--- start ---
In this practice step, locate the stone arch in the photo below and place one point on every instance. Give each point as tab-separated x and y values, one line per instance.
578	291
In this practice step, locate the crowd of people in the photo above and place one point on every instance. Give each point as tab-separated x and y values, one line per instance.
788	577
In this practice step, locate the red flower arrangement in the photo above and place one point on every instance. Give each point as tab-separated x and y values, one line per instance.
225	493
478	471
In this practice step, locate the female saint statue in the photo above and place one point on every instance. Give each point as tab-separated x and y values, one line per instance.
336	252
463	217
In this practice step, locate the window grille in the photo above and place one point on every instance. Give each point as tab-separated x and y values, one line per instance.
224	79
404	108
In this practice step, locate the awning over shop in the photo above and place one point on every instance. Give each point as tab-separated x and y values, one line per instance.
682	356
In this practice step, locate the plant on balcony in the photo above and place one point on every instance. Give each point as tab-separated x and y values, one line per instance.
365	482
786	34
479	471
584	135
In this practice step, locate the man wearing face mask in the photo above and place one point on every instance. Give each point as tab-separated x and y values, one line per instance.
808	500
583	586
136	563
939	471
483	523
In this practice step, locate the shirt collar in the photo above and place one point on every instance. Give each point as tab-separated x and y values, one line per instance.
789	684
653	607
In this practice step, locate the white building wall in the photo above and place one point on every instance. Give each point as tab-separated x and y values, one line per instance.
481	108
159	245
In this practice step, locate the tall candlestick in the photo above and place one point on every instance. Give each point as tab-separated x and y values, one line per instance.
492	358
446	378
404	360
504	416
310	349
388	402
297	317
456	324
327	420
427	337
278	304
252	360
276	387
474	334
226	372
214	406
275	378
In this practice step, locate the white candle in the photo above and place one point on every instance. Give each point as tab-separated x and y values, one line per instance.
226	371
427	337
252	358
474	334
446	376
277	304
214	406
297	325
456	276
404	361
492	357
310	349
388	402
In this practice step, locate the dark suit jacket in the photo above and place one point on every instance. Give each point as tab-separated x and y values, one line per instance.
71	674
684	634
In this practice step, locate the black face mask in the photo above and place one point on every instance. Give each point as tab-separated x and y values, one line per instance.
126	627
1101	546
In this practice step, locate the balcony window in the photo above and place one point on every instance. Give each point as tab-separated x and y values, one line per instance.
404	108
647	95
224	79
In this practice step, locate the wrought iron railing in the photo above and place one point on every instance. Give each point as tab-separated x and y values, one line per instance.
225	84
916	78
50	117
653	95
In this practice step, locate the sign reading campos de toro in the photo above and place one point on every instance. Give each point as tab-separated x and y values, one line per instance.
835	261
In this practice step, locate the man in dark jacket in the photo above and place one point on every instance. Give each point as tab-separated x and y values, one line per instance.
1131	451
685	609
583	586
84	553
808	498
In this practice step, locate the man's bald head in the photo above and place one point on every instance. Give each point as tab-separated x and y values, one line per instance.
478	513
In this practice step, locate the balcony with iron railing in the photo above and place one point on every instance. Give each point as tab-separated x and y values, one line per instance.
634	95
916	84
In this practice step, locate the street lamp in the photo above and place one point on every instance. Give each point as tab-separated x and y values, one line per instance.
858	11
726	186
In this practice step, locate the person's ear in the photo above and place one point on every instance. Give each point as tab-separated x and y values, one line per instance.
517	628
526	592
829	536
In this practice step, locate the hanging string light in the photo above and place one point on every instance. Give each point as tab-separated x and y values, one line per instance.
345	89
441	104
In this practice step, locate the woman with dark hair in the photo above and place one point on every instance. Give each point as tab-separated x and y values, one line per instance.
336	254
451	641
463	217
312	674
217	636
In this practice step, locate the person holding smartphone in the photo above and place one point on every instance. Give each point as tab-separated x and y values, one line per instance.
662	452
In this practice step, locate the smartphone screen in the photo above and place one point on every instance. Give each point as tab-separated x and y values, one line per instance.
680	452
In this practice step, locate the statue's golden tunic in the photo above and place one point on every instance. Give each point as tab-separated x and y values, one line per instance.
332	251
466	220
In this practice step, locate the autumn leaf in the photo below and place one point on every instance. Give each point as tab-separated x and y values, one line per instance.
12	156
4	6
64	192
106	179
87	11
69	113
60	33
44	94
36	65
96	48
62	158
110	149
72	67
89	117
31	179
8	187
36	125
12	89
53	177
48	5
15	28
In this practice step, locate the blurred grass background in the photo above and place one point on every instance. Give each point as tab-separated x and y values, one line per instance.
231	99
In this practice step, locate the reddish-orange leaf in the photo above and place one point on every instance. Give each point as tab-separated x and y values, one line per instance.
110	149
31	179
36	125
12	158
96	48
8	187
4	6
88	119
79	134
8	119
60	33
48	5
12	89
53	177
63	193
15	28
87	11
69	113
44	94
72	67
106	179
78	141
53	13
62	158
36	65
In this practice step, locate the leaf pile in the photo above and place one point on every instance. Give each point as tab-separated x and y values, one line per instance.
--- end ---
Work instructions: Quote the data above in full, changing nothing.

The answer:
In this practice step, locate the stone arch in the photo below and place one point on every instance. Give each point as tab-separated x and y values, one line per instance.
578	291
In this practice step, locate the crowd of people in the photo above and place one point on every instance. Give each point as tab-separated x and y values, one line per instance.
788	577
In this practice step, locate the red flower arrangement in the photo above and place one point on every instance. Give each point as tab-separated x and y values, one line per instance.
225	493
478	471
In this practice step, locate the female saint statue in the photo above and place one point on every instance. Give each point as tab-separated x and y values, one line per instance.
336	252
463	217
In this practice step, locate the window grille in the photo above and place one point on every instance. Give each point as tab-separated x and y values, one line per instance.
224	79
404	108
In this practice step, locate the awning over shop in the photo above and place one point on every instance. Give each point as tab-separated x and y values, one line per instance.
682	356
In this practice step, locate the plant on balcony in the photo above and place one point on every instance. Give each point as tab-separated x and y values, one line per instance.
365	482
786	34
479	471
584	135
In this practice step, locate the man wearing face mask in the photo above and place one point on every instance. Give each point as tab-separated x and y values, one line per instance.
808	500
583	586
136	563
939	471
483	523
In this practice step, locate the shirt collar in the photo above and place one point on every instance. Give each point as tab-separated x and y values, one line per instance.
789	684
653	607
In this practice step, locate the white building wall in the photo above and place one point on every instance. Give each point as tab-separated x and y values, one line per instance.
481	108
159	245
In this practice step, locate the tall candlestick in the photo above and place one point on every instance. Give each point as tab-separated x and y values, one line per instance.
492	358
446	378
404	360
504	416
310	349
388	402
297	317
456	324
327	420
427	337
278	304
252	360
276	387
474	334
226	372
214	406
275	378
In this practice step, locate the white candle in the photo above and place one point on every instance. Give each point as tab-separated x and y values, one line per instance.
226	371
427	337
252	358
474	334
446	376
277	304
214	406
297	325
456	276
404	361
492	357
310	349
388	402
In this practice step, locate the dark suit jacket in the photo above and place one point on every instance. Give each point as tab-separated x and y values, one line per instance.
71	674
684	634
In this practice step, locate the black face mask in the photo above and place one point on every instance. Give each point as tab-separated x and y values, one line per instance.
126	627
1101	546
In this practice step, locate the balcony window in the photo above and place one point on every instance. Give each point as tab-separated x and y values, one line per instance.
404	108
647	95
224	79
In this practice step, locate the wrought iron railing in the photo above and place one point on every instance. Give each point as tab-separated x and y values, one line per instance.
225	84
916	78
50	117
653	95
In this practice step, locate the sign reading campos de toro in the photo above and place one point on every instance. Give each point as tab-separated x and y values, one line per instance.
835	261
In this practice step, locate the man in dark jacket in the photo above and place one point on every instance. Give each point as tab-separated x and y values, one line per instance.
1131	451
685	609
583	586
84	553
808	498
In this practice step, locate the man's bald head in the photo above and place one point on every instance. Give each point as tab-separated x and y values, one line per instance.
478	513
In this practice step, locate the balcony with iron railing in the photo above and place one point on every instance. Give each point as tab-separated x and y values, one line per instance.
634	95
916	84
In this practice step, locate the street lamp in the photo above and place one point on every instance. Give each point as tab-separated x and y values, one line per instance.
858	11
726	186
In this practice step, locate the person's ear in the photo above and place one point on every instance. Give each point as tab-separated x and y values, one line per instance.
517	628
526	592
829	536
In this practice step, locate the hanging string light in the photo above and place one point on every instance. Give each point as tab-separated x and y values, one line per instance.
345	89
441	104
In this practice step, locate the woman with dark hair in the photo above and place one point on every instance. Give each point as tab-separated x and y values, one line per instance.
336	254
451	641
463	217
312	674
217	636
In this practice step, locate the person holding smartphone in the photo above and place one point on every instance. Give each point as tab-separated x and y values, one line per instance.
662	452
In this practice step, locate the smartphone screen in the photo above and place one point on every instance. Give each point as tab-separated x and y values, one line per instance.
680	452
In this practice step, locate the statue's golden tunic in the photo above and place one point on every instance. Give each point as tab-separated x and y values, one line per instance.
332	251
466	220
In this practice step, locate the autumn leaf in the photo below and place one point on every instance. Give each point as tab-separated x and y values, one line per instance.
12	156
4	6
64	192
106	179
87	11
69	113
60	33
44	94
36	65
96	48
62	158
110	149
72	67
89	117
31	179
8	187
36	125
12	89
53	177
48	5
15	28
In this practice step, locate the blurred grass background in the photo above and place one point on every instance. Give each point as tab-separated x and y values, one line per instance.
231	99
In this practice step, locate the reddish-orange leaf in the photo above and place one point on every instance. Give each point as tab-separated x and y values, one line per instance.
110	149
31	179
36	125
12	158
96	48
8	187
4	6
88	119
79	134
8	119
60	33
48	5
12	89
53	177
63	193
15	28
87	11
69	113
44	94
72	67
106	179
78	141
53	13
62	158
36	65
In this practice step, locate the leaf pile in the photo above and place one point on every instance. Give each point as tab-separated x and y values, one line per instance.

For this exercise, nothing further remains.